* REQUIRED ACTION *
Repeat each record below exactly, dropping the pictures.

* RECORDS SUPPLIED *
^^^^^^^^^^^^^^^^

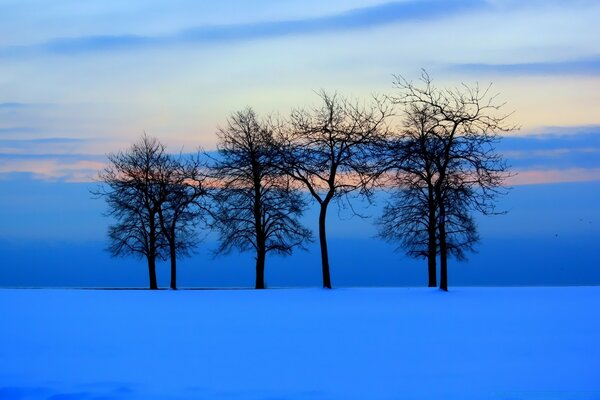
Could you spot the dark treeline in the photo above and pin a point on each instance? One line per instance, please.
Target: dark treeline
(432, 149)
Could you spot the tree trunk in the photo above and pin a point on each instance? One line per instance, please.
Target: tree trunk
(443, 250)
(432, 244)
(323, 243)
(152, 271)
(260, 268)
(173, 251)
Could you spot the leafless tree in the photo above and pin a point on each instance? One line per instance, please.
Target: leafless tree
(183, 205)
(327, 150)
(448, 164)
(129, 186)
(257, 209)
(150, 195)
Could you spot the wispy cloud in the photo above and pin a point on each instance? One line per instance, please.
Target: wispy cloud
(542, 176)
(52, 167)
(360, 18)
(582, 66)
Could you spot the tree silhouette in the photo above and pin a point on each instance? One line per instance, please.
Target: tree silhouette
(327, 150)
(257, 209)
(446, 165)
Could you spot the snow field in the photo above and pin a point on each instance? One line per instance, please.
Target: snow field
(368, 343)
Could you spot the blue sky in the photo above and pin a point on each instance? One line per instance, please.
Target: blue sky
(80, 79)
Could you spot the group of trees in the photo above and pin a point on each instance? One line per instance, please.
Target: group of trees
(439, 165)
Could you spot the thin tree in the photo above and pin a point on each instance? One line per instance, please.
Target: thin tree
(130, 188)
(465, 125)
(257, 209)
(327, 150)
(410, 217)
(182, 205)
(154, 198)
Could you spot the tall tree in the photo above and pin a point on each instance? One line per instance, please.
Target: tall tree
(257, 209)
(154, 198)
(463, 126)
(182, 202)
(327, 150)
(130, 188)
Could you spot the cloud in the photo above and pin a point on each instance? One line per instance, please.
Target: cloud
(52, 167)
(581, 66)
(542, 176)
(554, 148)
(359, 18)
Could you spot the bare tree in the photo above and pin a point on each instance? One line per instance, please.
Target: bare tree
(154, 199)
(459, 165)
(327, 150)
(182, 202)
(131, 191)
(256, 207)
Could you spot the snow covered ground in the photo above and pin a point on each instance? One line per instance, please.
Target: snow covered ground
(376, 343)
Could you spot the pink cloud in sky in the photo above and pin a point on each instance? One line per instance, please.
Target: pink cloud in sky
(534, 177)
(54, 169)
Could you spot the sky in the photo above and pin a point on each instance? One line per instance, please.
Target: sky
(81, 79)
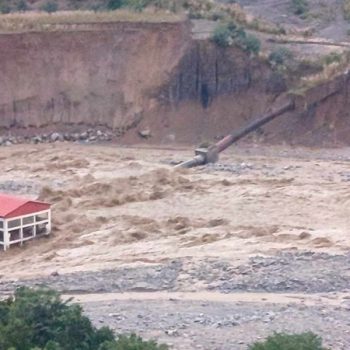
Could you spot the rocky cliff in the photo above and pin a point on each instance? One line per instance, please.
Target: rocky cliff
(153, 76)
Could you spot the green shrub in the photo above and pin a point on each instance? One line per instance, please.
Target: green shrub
(224, 34)
(333, 57)
(40, 320)
(300, 7)
(4, 7)
(22, 6)
(250, 43)
(49, 7)
(228, 34)
(132, 342)
(282, 341)
(280, 56)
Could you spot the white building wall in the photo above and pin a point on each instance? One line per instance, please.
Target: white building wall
(27, 227)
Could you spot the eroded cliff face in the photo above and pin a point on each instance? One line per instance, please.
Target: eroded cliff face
(134, 76)
(101, 75)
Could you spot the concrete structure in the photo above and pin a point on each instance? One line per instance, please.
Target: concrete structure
(22, 219)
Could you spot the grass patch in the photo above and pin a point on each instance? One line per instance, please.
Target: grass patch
(281, 341)
(41, 21)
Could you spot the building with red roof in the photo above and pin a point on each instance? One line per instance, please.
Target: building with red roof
(22, 219)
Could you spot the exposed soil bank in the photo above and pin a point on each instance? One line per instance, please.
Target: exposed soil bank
(156, 77)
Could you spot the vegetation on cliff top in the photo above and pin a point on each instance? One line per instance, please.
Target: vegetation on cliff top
(40, 320)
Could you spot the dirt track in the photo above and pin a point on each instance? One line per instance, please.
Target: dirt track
(272, 220)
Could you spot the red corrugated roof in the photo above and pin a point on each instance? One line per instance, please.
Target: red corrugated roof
(11, 206)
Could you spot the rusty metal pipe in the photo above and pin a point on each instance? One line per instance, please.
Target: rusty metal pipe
(210, 155)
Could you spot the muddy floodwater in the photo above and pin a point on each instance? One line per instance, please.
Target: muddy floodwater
(268, 224)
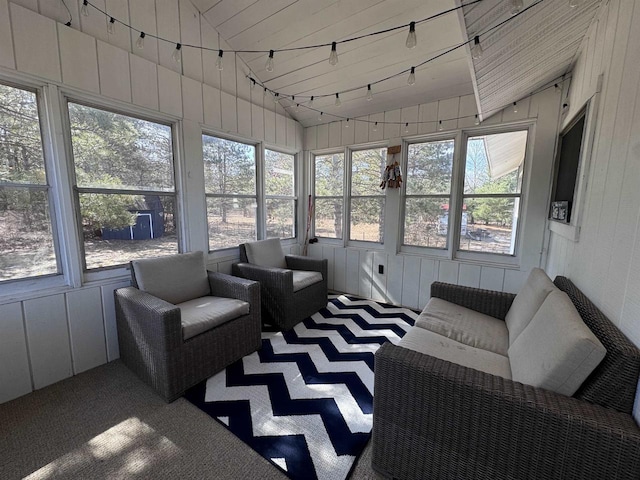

^^^^^^^^^^^^^^^^

* TASK OUTPUT *
Could you spot the dark treeline in the photo above and pin a point on each instance? One line per instance, please.
Target: dark treeline
(432, 149)
Could you spot the tree trunk in the photo above and pin a point on each instance? One line per instance, please.
Target: tree trunk
(443, 250)
(432, 244)
(323, 243)
(152, 271)
(260, 268)
(173, 251)
Could you spot the leafless tree in the photo above and pin a point on each instance? One line per instance, please.
Target: leafless tree
(183, 205)
(327, 150)
(448, 164)
(129, 186)
(257, 209)
(150, 195)
Could you spot the wispy cloud in the photo above and pin a point on each instance? One line per instance, please.
Target: wispy cloud
(542, 176)
(52, 167)
(360, 18)
(582, 66)
Could you spot the tree silhouette in the photo above and pin a point on each instance? One line per instance, please.
Target: tree silhouette
(327, 150)
(257, 209)
(446, 165)
Could you spot the snow field in the photo above and pin a point on each instance? One line per instance, please.
Target: snow field
(368, 343)
Could you spot the blue sky in the photo above and pin a point on each instance? One line per instance, please.
Target: blue sky
(80, 79)
Could you spot the group of trees in the photo above and pin a point on each instance? One line per instance, please.
Target: group of trees
(439, 165)
Could you spot the thin tree in the photo above and pin a point on each instance? One line per instance, please.
Target: thin tree
(130, 188)
(465, 125)
(257, 209)
(327, 150)
(410, 217)
(182, 205)
(154, 198)
Could you spot the tall tree in the photo above and pin a point on each instance? One line per instance, please.
Target: tall tree
(257, 209)
(154, 198)
(463, 126)
(182, 202)
(327, 150)
(130, 188)
Could you spot the cloud in the photo above and pin a point on each instance? One line per instance, please.
Target: cloud
(52, 167)
(581, 66)
(542, 176)
(554, 148)
(359, 18)
Could you spot the bare tree in the photo above and pin a point on each instance? One line per instance, please.
Target: bare tree
(154, 199)
(459, 165)
(327, 150)
(182, 202)
(131, 191)
(256, 207)
Could you spot the snow covered ground in the photo above and pin a point on each instance? One line per instance, please.
Target: snow covered ground
(376, 343)
Could you spot the pink cloud in sky in the photo above and pin a point on each instance? One line per instance, please.
Target: pink cloud in sky
(534, 177)
(54, 169)
Could you spot the sky in the photo above and pin a point on each instance? One line per instance, please.
Target: sky
(81, 79)
Could you spot the rocky cliff in the photo above and pin a point on each instance? One line per instance, please.
Target: rocky cliff
(153, 76)
Could you spot the green shrub in the photo above and pin a point on each instance? One line per instance, please.
Target: green shrub
(224, 34)
(333, 57)
(40, 320)
(300, 7)
(4, 7)
(22, 6)
(250, 43)
(49, 7)
(228, 34)
(132, 342)
(282, 341)
(280, 56)
Could you spot the white building wall in the photo above and pin a point on each instance? One line per instance, please.
Target: white building wall
(27, 227)
Could you spot the eroded cliff face in the photo above and pin a point on each instance? One line per instance, please.
Target: eroded cliff face
(134, 76)
(101, 75)
Could you spot the concrete structure in the photo above and pin a point on each instance? One line per instance, please.
Target: concrete structure
(22, 219)
Could you spot the grass patch in the photo above and pin a point on each instance? One line per instance, please.
Target: grass patch
(281, 341)
(41, 21)
Could you spot the building with red roof in the photo above and pin a point on each instance? One line per instance, please.
Target: building with red roof
(22, 219)
Could you spot the exposed soil bank in the photo above and pin a point on each instance? One line per instance, please.
Target: exposed soil bank
(156, 77)
Could you spot the vegetation on cliff top in the photo above and pin a point on each instance? One line per instance, please.
Target: vegetation on cliff top
(40, 320)
Could you spot the dirt track in the photo above and pin a point on each instance? One line per instance, please.
Target: dirt track
(272, 220)
Could you spot the red corrugated roof in the photo above and pin a point on each instance? One line per instance, please.
Target: red corrugated roof
(11, 206)
Could you spot the rusty metal pipe in the photo above and pin a point on each instance? One line per instance, please.
Target: rusty metal pipe
(210, 155)
Could you spot the muddy floodwater in the photo above and pin a point on each instance? One line per instance, please.
Target: muddy floodwater
(268, 224)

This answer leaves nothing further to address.